* _Task requirements_:
1. In the breeding thread, what does henningc wedge in the tank to hold the pregnant female platy?
2. From the breeding thread, extract word for word the passage from "## coralbandit (Jul" up to and including "thank me later.".

━━━ Text passage ━━━

# Breeding



## gingergnome (Jun 25, 2013)

Hi, I've got a community tank with highfin platys, glowlight tetras, harlequin rasboras, a dwarf gourami and a albino bristlenose pleco. There is only one male platy but he's a happy boy and all three of the adult females are pregnant.

Up until now we've not separated the pregnant platys from the rest of the tank as we were unsure when they'd give birth and we didn't really want to distress them. However, our LFS has said that they'd buy platys from us so we're kinda thinking we'd like to start doing things properly.

What's best to do? When would we need to remove a pregnant female? And how big a tank would we need?


----------



## coralbandit (Jul 29, 2012)

A seperate tank for fry(I'd go at least 20g) and a larger tank for growing out juvi's will be the most effective.I started with a couple pair of swordtails and now trade 50-100 every month.My swords breed and birth in 40g breeders with so many plants they are almost all you see.I catch fry daily,and place them in a 30g breeder and then move them to a 75g in about a month.I use air driven sponge filters in all of these tanks.


----------



## henningc (Apr 17, 2013)

I'd go with a 20L or larger. I take a plastic pasta colander and wedge it in the tank so there is 2-3" of water in it. I place the female platy in there and put a paper plate over the top as a lid. The fry fall through the holes and once finished the female goes back to her tank. Just an FYI, use a large sponge filter, as large as you can get, and feed live baby brine shrimp. You'll thank me later.


----------

━━━ Stored data ━━━

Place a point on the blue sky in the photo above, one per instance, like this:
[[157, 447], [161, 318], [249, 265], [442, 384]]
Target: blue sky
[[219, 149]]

━━━

* _Expected results_:
1. A plastic pasta colander.

2.
## coralbandit (Jul 29, 2012)

A seperate tank for fry(I'd go at least 20g) and a larger tank for growing out juvi's will be the most effective.I started with a couple pair of swordtails and now trade 50-100 every month.My swords breed and birth in 40g breeders with so many plants they are almost all you see.I catch fry daily,and place them in a 30g breeder and then move them to a 75g in about a month.I use air driven sponge filters in all of these tanks.


----------



## henningc (Apr 17, 2013)

I'd go with a 20L or larger. I take a plastic pasta colander and wedge it in the tank so there is 2-3" of water in it. I place the female platy in there and put a paper plate over the top as a lid. The fry fall through the holes and once finished the female goes back to her tank. Just an FYI, use a large sponge filter, as large as you can get, and feed live baby brine shrimp. You'll thank me later.